» Exercise details: The records below are to be quoted in full; please keep every word exact.

▬▬▬

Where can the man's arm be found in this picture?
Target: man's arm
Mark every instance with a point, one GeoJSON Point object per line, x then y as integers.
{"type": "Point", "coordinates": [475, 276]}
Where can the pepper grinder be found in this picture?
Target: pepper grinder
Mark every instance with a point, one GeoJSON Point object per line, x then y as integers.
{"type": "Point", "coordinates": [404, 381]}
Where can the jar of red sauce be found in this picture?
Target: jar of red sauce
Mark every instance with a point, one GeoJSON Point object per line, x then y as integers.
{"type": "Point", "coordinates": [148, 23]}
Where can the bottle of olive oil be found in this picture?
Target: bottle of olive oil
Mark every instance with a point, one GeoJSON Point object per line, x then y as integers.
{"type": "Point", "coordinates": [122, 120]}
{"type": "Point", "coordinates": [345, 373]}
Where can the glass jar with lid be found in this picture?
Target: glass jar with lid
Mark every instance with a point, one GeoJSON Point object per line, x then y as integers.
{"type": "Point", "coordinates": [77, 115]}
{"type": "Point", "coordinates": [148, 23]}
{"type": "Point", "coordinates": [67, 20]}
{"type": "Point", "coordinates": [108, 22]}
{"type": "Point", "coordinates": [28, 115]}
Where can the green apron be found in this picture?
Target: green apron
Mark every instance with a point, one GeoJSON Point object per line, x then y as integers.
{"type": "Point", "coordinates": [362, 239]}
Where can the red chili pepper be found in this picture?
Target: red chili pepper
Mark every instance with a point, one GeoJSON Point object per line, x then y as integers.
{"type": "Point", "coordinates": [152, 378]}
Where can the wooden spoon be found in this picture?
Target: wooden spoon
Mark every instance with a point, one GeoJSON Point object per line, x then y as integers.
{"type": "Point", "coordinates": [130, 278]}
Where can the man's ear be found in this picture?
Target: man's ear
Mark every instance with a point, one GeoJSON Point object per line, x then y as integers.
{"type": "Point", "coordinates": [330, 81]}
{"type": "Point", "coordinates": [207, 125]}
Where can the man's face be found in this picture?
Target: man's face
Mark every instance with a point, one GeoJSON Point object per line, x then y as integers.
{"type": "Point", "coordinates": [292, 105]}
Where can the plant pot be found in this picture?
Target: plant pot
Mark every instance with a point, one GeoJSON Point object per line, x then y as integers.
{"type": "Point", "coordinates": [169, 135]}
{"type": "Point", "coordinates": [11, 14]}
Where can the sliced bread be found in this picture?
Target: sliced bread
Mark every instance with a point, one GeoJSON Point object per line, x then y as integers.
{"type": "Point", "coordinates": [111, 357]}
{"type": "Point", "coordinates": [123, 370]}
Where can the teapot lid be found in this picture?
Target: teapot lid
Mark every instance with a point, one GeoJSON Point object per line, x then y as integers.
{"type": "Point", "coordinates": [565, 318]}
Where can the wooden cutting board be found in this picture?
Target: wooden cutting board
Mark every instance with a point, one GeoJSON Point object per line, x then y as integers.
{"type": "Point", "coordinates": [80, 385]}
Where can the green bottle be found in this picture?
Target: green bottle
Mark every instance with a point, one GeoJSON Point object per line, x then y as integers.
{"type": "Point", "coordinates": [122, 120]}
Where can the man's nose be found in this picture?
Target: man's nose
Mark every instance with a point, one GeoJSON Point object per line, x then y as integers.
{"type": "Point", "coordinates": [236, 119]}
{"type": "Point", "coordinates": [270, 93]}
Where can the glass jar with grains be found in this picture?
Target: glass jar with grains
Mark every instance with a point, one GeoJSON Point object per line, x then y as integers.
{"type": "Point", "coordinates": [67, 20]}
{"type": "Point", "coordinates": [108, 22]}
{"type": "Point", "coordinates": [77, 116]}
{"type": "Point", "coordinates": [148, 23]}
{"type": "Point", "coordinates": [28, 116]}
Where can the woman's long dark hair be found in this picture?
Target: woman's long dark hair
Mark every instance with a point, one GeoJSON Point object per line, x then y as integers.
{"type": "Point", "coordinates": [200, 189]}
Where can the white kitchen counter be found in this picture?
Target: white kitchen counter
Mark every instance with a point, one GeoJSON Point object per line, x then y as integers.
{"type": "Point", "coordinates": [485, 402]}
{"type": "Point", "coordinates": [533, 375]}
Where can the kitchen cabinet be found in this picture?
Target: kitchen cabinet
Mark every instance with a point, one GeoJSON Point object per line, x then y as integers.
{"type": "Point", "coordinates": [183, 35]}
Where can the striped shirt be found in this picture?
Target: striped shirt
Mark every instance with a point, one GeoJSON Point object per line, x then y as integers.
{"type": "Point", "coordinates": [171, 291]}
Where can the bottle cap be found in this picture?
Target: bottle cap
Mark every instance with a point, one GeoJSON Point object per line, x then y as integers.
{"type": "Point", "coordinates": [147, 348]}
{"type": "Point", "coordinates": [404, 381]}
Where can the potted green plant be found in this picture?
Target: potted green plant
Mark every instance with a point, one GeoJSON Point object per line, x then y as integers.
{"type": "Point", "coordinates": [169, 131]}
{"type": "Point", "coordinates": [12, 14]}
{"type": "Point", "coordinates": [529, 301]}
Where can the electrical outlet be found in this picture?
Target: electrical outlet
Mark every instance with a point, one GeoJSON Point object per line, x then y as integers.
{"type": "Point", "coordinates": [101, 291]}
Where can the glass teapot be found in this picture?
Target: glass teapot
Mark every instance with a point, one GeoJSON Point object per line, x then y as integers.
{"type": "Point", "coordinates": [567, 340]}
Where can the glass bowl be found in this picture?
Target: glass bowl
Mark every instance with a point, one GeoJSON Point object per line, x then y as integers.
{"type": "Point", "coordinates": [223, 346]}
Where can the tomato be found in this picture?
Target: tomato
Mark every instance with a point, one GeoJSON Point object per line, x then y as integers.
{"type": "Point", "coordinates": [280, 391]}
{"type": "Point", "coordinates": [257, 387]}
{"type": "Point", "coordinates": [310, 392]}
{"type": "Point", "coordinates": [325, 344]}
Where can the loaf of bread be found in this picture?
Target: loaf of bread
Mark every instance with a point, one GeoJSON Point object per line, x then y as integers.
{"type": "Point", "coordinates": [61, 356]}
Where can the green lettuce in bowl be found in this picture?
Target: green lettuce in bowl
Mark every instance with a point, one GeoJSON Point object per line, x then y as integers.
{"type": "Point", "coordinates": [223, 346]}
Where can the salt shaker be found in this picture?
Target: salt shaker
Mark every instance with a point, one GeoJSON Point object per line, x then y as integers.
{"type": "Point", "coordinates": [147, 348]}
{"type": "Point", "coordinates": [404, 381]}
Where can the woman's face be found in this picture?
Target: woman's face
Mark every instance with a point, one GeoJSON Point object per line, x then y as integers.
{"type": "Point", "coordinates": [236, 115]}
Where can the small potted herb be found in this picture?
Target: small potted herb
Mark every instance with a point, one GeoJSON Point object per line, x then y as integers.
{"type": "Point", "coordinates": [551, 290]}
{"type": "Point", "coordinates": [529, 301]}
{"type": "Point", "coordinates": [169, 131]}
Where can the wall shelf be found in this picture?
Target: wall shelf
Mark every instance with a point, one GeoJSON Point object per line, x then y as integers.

▬▬▬

» Response to the exercise:
Where can the man's arm be found in this picture?
Target: man's arm
Mark every instance with a point, one GeoJSON Point object per line, x then y as integers.
{"type": "Point", "coordinates": [475, 276]}
Where can the pepper grinder be found in this picture?
Target: pepper grinder
Mark every instance with a point, one GeoJSON Point object per line, x then y as integers.
{"type": "Point", "coordinates": [404, 381]}
Where can the jar of red sauce be found in this picture?
Target: jar of red sauce
Mark every instance with a point, one GeoJSON Point object per line, x then y as integers.
{"type": "Point", "coordinates": [148, 23]}
Where can the bottle of olive oil be found in this picture?
Target: bottle of olive oil
Mark every instance with a point, one GeoJSON Point object per line, x then y as integers.
{"type": "Point", "coordinates": [122, 120]}
{"type": "Point", "coordinates": [345, 373]}
Where can the glass jar with lid be found in this picture?
Target: glass jar with lid
Mark every instance with a point, one GeoJSON Point object per line, x then y as integers.
{"type": "Point", "coordinates": [77, 115]}
{"type": "Point", "coordinates": [148, 23]}
{"type": "Point", "coordinates": [67, 20]}
{"type": "Point", "coordinates": [108, 22]}
{"type": "Point", "coordinates": [28, 115]}
Where can the green apron be found in this picture?
Target: green apron
Mark every instance with a point, one GeoJSON Point object per line, x then y as integers.
{"type": "Point", "coordinates": [362, 239]}
Where can the red chili pepper be found in this picture?
Target: red chili pepper
Mark every instance with a point, one GeoJSON Point object per line, x then y as integers.
{"type": "Point", "coordinates": [152, 378]}
Where can the wooden spoon be found in this picture?
Target: wooden spoon
Mark every instance with a point, one GeoJSON Point object per line, x then y as integers.
{"type": "Point", "coordinates": [130, 278]}
Where can the man's ear be found in this picture?
Target: man's ear
Mark every instance with a point, one GeoJSON Point object per line, x then y as integers.
{"type": "Point", "coordinates": [330, 81]}
{"type": "Point", "coordinates": [207, 125]}
Where can the man's face be found in this picture?
Target: man's face
Mark every instance with a point, one GeoJSON Point object per line, x then y as integers.
{"type": "Point", "coordinates": [292, 105]}
Where can the plant pot be found in this picture?
Target: plant pot
Mark every instance with a point, one GeoJSON Point object per line, x then y as integers.
{"type": "Point", "coordinates": [169, 135]}
{"type": "Point", "coordinates": [11, 14]}
Where can the sliced bread be found in this picture?
Target: sliced bread
Mark every instance with a point, one GeoJSON Point object per line, x then y as integers.
{"type": "Point", "coordinates": [111, 357]}
{"type": "Point", "coordinates": [123, 370]}
Where can the teapot lid be found in this picture?
Target: teapot lid
Mark every instance with a point, one GeoJSON Point object per line, x then y as integers.
{"type": "Point", "coordinates": [565, 318]}
Where can the wooden cutting board be found in this picture?
Target: wooden cutting board
Mark every instance with a point, one GeoJSON Point object per line, x then y as integers.
{"type": "Point", "coordinates": [80, 385]}
Where can the green bottle be found in this picture?
Target: green bottle
Mark every instance with a point, one GeoJSON Point object per line, x then y as integers.
{"type": "Point", "coordinates": [122, 120]}
Where can the man's nose be found in this picture?
Target: man's nose
Mark every instance with a point, one GeoJSON Point object per line, x then y as integers.
{"type": "Point", "coordinates": [236, 119]}
{"type": "Point", "coordinates": [270, 93]}
Where can the glass jar with grains be found in this picture?
Target: glass jar with grains
Mark every instance with a point, one GeoJSON Point object per line, x then y as integers.
{"type": "Point", "coordinates": [67, 20]}
{"type": "Point", "coordinates": [108, 22]}
{"type": "Point", "coordinates": [77, 116]}
{"type": "Point", "coordinates": [148, 23]}
{"type": "Point", "coordinates": [28, 116]}
Where can the woman's long dark hair be found in this picture?
Target: woman's long dark hair
Mark every instance with a point, one GeoJSON Point object per line, x then y as integers.
{"type": "Point", "coordinates": [200, 189]}
Where can the white kitchen counter be found in this picture?
Target: white kitchen counter
Mark every instance with a point, one GeoJSON Point object per line, x then y as integers.
{"type": "Point", "coordinates": [485, 402]}
{"type": "Point", "coordinates": [533, 375]}
Where can the kitchen cabinet be found in this picture?
Target: kitchen cabinet
Mark every instance with a point, one GeoJSON Point object per line, x then y as integers.
{"type": "Point", "coordinates": [183, 35]}
Where can the striped shirt be found in this picture?
Target: striped shirt
Mark every instance with a point, one GeoJSON Point object per line, x then y as integers.
{"type": "Point", "coordinates": [171, 291]}
Where can the bottle cap be found in this picture?
Target: bottle cap
Mark every instance with a point, one GeoJSON Point object per line, x then y as integers.
{"type": "Point", "coordinates": [147, 348]}
{"type": "Point", "coordinates": [404, 381]}
Where can the potted green plant be found in this picture?
Target: potted green plant
Mark every instance with a point, one GeoJSON Point object per line, x then y as integers.
{"type": "Point", "coordinates": [169, 131]}
{"type": "Point", "coordinates": [12, 14]}
{"type": "Point", "coordinates": [529, 301]}
Where can the electrical outlet be found in this picture?
Target: electrical outlet
Mark every instance with a point, one GeoJSON Point object per line, x then y as integers.
{"type": "Point", "coordinates": [101, 291]}
Where can the glass teapot be found in this picture?
Target: glass teapot
Mark every instance with a point, one GeoJSON Point object per line, x then y as integers.
{"type": "Point", "coordinates": [567, 340]}
Where can the glass bowl be found in this picture?
Target: glass bowl
Mark every instance with a point, one GeoJSON Point object per line, x then y as integers.
{"type": "Point", "coordinates": [223, 346]}
Where can the tomato be found in this picture?
Target: tomato
Mark every instance with a point, one GeoJSON Point object per line, x then y as integers.
{"type": "Point", "coordinates": [280, 391]}
{"type": "Point", "coordinates": [257, 387]}
{"type": "Point", "coordinates": [310, 392]}
{"type": "Point", "coordinates": [325, 344]}
Where can the loaf of bread be found in this picture?
Target: loaf of bread
Mark every instance with a point, one GeoJSON Point object per line, x then y as integers.
{"type": "Point", "coordinates": [61, 356]}
Where can the green lettuce in bowl be found in this picture?
Target: green lettuce in bowl
Mark every instance with a point, one GeoJSON Point object per line, x then y as integers.
{"type": "Point", "coordinates": [223, 346]}
Where can the salt shaker be found in this picture?
Target: salt shaker
Mark every instance with a point, one GeoJSON Point object per line, x then y as integers.
{"type": "Point", "coordinates": [147, 348]}
{"type": "Point", "coordinates": [404, 381]}
Where can the woman's face be found in this picture?
Target: woman's face
Mark every instance with a point, one GeoJSON Point object per line, x then y as integers.
{"type": "Point", "coordinates": [236, 115]}
Where can the small potted herb be found in this picture?
Target: small potted herb
Mark every instance with a point, one GeoJSON Point object per line, x then y as integers.
{"type": "Point", "coordinates": [551, 290]}
{"type": "Point", "coordinates": [529, 301]}
{"type": "Point", "coordinates": [169, 131]}
Where can the wall shelf be found in this picture?
Target: wall shelf
Mark every instance with a point, one GeoJSON Point object per line, x then y as integers.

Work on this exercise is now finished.